──────── Trecho ────────

A sociedade viu-se, como decorrência desse protecionismo, diante de uma oferta limitada, pouco diversificada, de preço elevado, que reduziu o poder de compra de seu salário e, por essa via, reduziu o tamanho do mercado interno, fazendo escassear as oportunidades de investimento. Apenas com a eliminação parcial dos chamados regimes especiais de importação e a redução da redundância tarifária, em 1988, complementadas, em 1990, pela reforma da Lei de Tarifas e mediante a instituição de um regime cambial de mercado é que se começa a construção de novos paradigmas para a inserção brasileira na economia mundial, acompanhados dos temores a eles associados.
Talvez se possam assumir esses eventos e essas datas como os marcos iniciais do reconhecimento do estado de transformações pelo qual os mercados haviam passado, e que estavam a exigir da empresa nacional a competência em adequar suas ofertas aos mercados que pretendessem servir. A competitividade se agravara, sobretudo, como decorrência dos processos globalizadores, que reconfiguraram a produção e a distribuição, a partir de três grandes movimentos, todos com reflexos claros sobre a estrutura teórica e prática do comércio internacional:

1º) A unificação da infra-estrutura produtiva e do desenvolvimento tecnológico

Em torno de três pólos mundiais (União Européia, NAFTA e o Bloco do Yen) gravita um processo continuado de globalização da economia mundial, cuja vertente mais ativa localiza-se na unificação dos processos produtivos através das atividades de global sourcing, das novas metodologias de produção, de alianças estratégicas entre fornecedores e fabricantes ou de formas inovadoras de parcerias estabelecidas desde o desenvolvimento de novos produtos até sua efetiva produção.

──────── Linhas de dados ────────

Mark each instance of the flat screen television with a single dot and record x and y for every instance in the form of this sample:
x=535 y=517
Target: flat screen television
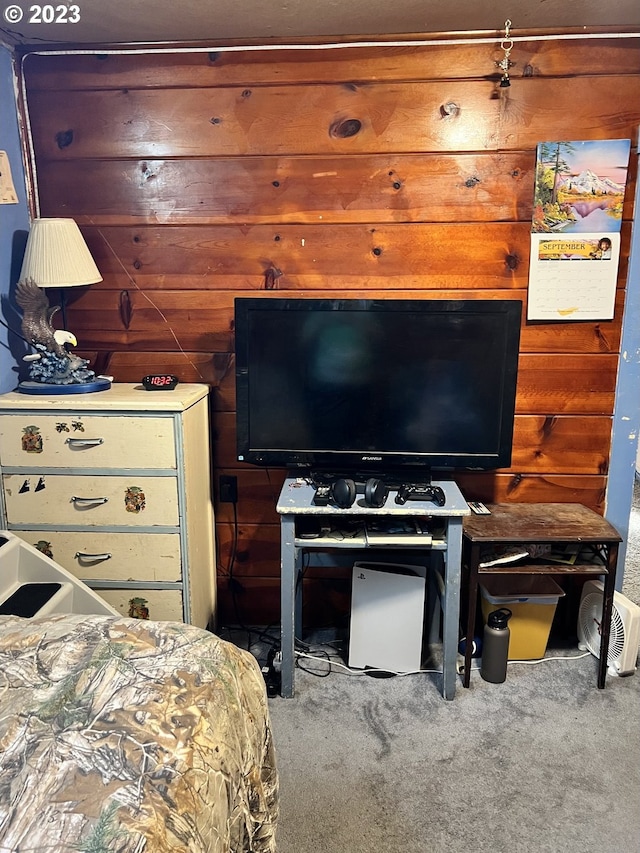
x=376 y=386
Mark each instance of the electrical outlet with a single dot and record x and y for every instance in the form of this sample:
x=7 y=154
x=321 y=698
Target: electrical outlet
x=228 y=486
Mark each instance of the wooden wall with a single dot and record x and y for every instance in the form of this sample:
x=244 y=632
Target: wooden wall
x=197 y=177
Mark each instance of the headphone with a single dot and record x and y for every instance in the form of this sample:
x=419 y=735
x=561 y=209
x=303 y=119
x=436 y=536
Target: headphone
x=343 y=492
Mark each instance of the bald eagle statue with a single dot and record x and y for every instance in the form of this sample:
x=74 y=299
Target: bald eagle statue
x=51 y=363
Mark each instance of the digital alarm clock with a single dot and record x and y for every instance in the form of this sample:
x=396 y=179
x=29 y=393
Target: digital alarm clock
x=159 y=382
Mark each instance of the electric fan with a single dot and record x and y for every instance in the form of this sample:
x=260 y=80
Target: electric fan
x=624 y=638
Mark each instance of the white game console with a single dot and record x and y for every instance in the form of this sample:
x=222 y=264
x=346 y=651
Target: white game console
x=387 y=616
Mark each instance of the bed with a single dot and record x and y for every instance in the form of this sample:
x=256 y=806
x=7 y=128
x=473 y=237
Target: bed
x=129 y=735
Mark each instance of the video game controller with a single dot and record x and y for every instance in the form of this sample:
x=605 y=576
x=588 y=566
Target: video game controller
x=408 y=492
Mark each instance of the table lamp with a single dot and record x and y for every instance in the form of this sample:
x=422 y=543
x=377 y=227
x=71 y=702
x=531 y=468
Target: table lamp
x=56 y=255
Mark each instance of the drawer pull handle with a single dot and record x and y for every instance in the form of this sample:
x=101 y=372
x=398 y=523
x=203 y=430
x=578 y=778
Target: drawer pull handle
x=81 y=502
x=91 y=558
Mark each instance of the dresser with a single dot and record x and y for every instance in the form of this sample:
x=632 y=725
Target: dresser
x=115 y=486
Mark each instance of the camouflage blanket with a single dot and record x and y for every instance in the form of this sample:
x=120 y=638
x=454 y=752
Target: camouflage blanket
x=129 y=735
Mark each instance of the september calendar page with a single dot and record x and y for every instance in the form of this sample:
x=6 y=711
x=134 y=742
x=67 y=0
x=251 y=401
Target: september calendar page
x=575 y=239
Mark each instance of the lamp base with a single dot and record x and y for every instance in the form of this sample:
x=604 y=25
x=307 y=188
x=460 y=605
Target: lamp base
x=48 y=389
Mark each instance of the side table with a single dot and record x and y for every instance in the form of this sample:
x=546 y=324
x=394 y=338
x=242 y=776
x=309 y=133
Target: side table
x=525 y=524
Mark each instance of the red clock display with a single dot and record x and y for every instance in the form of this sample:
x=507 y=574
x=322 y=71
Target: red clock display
x=159 y=382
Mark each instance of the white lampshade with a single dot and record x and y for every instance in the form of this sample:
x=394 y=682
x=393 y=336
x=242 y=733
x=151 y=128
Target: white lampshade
x=57 y=255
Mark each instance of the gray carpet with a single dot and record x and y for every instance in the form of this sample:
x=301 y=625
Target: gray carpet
x=545 y=762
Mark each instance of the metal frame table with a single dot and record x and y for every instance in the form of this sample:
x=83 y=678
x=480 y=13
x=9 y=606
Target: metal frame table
x=296 y=499
x=524 y=524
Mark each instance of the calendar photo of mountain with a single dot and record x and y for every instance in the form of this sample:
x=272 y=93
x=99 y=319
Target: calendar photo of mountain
x=580 y=186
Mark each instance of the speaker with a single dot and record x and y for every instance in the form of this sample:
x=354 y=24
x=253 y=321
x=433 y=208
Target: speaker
x=344 y=491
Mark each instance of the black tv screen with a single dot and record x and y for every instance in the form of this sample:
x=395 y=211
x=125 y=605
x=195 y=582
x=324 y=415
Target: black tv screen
x=364 y=386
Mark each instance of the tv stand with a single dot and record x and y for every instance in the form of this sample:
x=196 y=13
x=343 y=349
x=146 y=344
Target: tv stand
x=436 y=528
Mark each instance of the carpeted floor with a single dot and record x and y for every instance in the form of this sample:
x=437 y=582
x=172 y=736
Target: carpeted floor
x=543 y=763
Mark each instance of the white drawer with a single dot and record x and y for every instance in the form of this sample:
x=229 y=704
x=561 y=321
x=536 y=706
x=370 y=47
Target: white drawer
x=111 y=556
x=164 y=605
x=86 y=441
x=91 y=501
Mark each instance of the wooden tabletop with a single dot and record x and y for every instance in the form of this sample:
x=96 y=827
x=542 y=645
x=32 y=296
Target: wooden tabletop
x=547 y=522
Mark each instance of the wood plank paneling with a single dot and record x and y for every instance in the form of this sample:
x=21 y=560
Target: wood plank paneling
x=458 y=115
x=387 y=172
x=374 y=64
x=411 y=256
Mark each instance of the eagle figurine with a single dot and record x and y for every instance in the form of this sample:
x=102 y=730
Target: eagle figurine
x=51 y=363
x=37 y=315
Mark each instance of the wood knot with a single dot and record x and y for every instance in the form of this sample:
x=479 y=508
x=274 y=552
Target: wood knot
x=270 y=278
x=125 y=308
x=64 y=138
x=449 y=110
x=344 y=128
x=514 y=483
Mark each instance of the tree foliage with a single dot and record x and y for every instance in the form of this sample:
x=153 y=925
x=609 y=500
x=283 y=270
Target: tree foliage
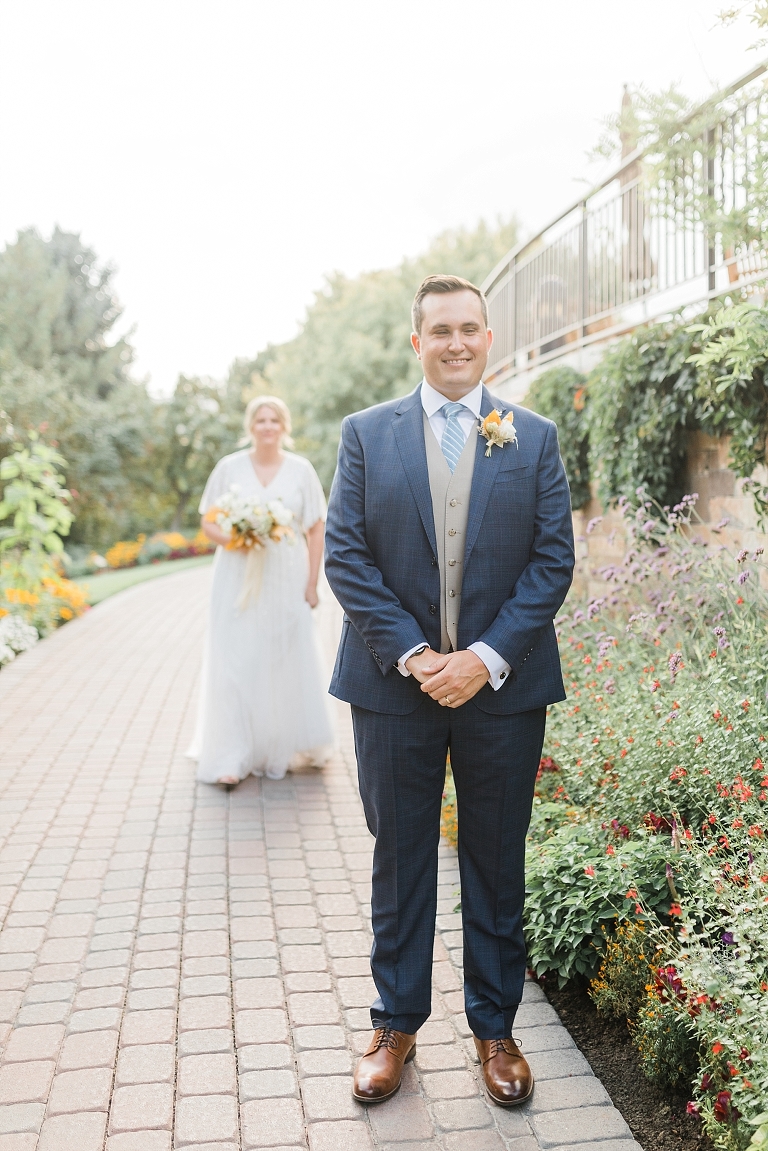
x=65 y=373
x=354 y=349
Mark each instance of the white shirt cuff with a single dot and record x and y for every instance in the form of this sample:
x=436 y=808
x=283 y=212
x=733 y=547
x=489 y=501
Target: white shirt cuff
x=403 y=660
x=497 y=667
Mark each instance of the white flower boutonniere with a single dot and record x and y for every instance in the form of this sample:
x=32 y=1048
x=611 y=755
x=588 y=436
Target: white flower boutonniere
x=497 y=431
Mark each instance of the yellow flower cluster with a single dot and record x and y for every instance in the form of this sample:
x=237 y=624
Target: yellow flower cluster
x=124 y=553
x=74 y=601
x=21 y=596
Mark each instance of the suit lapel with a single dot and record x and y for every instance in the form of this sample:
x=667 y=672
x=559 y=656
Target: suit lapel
x=408 y=427
x=484 y=478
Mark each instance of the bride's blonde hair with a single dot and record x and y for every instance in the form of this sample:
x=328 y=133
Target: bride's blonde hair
x=278 y=406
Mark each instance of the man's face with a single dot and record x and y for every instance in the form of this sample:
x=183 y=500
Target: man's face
x=454 y=342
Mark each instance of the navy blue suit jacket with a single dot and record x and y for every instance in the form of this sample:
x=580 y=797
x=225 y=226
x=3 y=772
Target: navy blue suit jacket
x=381 y=557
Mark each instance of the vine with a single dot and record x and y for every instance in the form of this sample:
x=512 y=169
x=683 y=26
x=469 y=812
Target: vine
x=561 y=395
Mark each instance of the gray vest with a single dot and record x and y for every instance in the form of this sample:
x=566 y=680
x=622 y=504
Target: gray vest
x=450 y=508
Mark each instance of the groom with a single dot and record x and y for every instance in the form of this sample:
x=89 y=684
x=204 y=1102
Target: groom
x=450 y=562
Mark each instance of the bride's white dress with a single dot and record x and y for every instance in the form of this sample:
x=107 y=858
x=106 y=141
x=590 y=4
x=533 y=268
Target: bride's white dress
x=263 y=696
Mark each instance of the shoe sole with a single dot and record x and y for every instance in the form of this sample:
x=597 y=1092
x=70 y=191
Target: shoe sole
x=510 y=1103
x=382 y=1098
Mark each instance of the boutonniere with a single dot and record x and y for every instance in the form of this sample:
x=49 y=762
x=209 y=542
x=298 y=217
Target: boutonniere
x=497 y=431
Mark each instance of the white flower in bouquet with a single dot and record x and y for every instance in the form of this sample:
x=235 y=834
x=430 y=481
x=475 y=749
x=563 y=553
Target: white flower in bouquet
x=16 y=635
x=251 y=524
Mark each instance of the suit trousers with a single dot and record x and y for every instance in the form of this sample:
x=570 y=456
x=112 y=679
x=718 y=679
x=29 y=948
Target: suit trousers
x=402 y=771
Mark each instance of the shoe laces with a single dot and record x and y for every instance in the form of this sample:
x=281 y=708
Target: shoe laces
x=386 y=1037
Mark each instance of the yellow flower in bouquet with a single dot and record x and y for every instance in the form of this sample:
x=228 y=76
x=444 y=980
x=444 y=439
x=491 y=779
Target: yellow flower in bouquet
x=497 y=431
x=251 y=527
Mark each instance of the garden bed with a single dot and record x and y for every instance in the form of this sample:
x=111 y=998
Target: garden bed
x=658 y=1118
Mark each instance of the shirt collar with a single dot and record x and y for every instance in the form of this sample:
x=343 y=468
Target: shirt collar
x=432 y=401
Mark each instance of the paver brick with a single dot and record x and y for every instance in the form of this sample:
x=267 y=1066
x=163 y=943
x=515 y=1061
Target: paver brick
x=139 y=1141
x=145 y=1105
x=207 y=1074
x=31 y=1043
x=408 y=1119
x=267 y=1026
x=272 y=1122
x=206 y=1119
x=147 y=1027
x=25 y=1082
x=340 y=1136
x=329 y=1098
x=82 y=1090
x=74 y=1133
x=578 y=1126
x=458 y=1114
x=267 y=1084
x=147 y=1064
x=204 y=1012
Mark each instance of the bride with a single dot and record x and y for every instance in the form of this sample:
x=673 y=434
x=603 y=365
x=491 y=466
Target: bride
x=263 y=696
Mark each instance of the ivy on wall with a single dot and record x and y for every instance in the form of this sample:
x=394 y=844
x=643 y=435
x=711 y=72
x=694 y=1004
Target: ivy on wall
x=625 y=425
x=560 y=394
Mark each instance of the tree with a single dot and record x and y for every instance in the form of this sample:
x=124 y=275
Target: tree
x=62 y=372
x=354 y=349
x=200 y=424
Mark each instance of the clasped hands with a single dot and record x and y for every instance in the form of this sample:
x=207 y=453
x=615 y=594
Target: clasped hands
x=450 y=679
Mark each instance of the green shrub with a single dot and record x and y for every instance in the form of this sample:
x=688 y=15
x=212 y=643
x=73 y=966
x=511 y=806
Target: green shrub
x=561 y=395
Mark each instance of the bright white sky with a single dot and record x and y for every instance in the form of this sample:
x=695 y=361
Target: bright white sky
x=226 y=154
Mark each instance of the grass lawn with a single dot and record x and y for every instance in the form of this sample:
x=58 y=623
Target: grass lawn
x=106 y=584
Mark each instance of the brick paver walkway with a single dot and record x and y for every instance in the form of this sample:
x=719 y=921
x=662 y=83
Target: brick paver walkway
x=187 y=968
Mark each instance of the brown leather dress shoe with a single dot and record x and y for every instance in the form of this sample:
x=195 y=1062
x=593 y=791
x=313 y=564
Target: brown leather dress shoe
x=508 y=1077
x=379 y=1072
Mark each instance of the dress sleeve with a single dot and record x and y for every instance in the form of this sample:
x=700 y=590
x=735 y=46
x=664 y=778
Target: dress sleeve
x=214 y=488
x=313 y=498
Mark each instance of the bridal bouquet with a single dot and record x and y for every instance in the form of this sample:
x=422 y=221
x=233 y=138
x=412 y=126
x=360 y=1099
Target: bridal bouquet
x=251 y=527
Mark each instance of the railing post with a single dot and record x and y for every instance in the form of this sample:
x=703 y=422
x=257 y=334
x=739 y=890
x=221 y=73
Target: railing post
x=709 y=239
x=584 y=269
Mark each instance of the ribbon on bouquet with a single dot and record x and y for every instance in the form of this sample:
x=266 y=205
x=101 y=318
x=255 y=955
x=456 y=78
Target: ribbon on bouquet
x=252 y=576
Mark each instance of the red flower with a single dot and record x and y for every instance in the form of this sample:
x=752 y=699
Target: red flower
x=723 y=1106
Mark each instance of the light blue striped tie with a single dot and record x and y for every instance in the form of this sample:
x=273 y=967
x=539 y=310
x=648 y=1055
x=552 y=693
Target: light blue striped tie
x=453 y=437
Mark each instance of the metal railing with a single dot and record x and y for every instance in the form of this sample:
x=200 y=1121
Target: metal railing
x=633 y=251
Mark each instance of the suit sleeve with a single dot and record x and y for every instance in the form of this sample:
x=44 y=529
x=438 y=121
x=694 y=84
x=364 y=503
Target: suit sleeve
x=358 y=585
x=541 y=588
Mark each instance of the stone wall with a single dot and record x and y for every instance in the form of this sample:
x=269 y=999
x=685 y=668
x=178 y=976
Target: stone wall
x=721 y=498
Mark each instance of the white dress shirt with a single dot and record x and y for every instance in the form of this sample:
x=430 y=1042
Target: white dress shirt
x=432 y=402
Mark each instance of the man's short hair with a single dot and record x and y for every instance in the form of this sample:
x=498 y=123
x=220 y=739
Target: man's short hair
x=443 y=284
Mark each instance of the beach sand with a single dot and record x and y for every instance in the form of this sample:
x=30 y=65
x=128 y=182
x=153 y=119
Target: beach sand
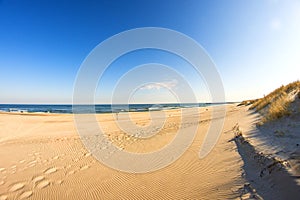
x=42 y=157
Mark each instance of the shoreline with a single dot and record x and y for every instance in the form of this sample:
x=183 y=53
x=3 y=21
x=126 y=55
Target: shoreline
x=47 y=158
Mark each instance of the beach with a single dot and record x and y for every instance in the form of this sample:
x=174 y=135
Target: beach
x=43 y=157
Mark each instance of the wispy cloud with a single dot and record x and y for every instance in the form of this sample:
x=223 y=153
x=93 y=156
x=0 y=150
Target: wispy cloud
x=275 y=24
x=165 y=84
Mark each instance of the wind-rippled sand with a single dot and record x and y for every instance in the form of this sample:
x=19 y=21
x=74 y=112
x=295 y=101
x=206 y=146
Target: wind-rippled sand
x=42 y=157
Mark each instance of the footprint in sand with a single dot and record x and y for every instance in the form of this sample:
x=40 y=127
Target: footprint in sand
x=43 y=184
x=55 y=158
x=22 y=161
x=16 y=187
x=84 y=167
x=3 y=197
x=38 y=179
x=59 y=182
x=26 y=194
x=87 y=154
x=71 y=172
x=50 y=170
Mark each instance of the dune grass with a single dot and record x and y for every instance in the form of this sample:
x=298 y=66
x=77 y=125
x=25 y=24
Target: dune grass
x=276 y=104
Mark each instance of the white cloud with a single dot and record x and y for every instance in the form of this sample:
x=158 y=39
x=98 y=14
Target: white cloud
x=275 y=24
x=166 y=84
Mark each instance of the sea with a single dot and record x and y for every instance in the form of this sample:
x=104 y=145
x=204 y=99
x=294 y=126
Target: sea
x=98 y=108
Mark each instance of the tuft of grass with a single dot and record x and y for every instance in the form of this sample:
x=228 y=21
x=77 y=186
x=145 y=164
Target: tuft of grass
x=276 y=104
x=278 y=108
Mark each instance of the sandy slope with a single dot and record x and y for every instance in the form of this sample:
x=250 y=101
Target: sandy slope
x=42 y=157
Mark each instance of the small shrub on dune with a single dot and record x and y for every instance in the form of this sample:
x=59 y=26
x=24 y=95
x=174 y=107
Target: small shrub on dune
x=279 y=108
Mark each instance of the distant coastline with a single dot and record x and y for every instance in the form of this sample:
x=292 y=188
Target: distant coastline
x=98 y=108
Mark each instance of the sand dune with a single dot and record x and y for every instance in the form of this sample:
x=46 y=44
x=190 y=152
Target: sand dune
x=42 y=157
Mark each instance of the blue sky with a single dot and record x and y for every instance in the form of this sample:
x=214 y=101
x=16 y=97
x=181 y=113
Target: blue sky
x=255 y=45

────────

Seu objetivo>
Responda às perguntas abaixo com base no trecho:
(a) Quais medidas adotadas em 1988 são mencionadas?
(b) Que lei foi reformada em 1990?
(c) Quais são os três pólos mundiais em torno dos quais gravita o processo de globalização?

Resposta>
(a) A eliminação parcial dos chamados regimes especiais de importação e a redução da redundância tarifária.
(b) A Lei de Tarifas.
(c) União Européia, NAFTA e o Bloco do Yen.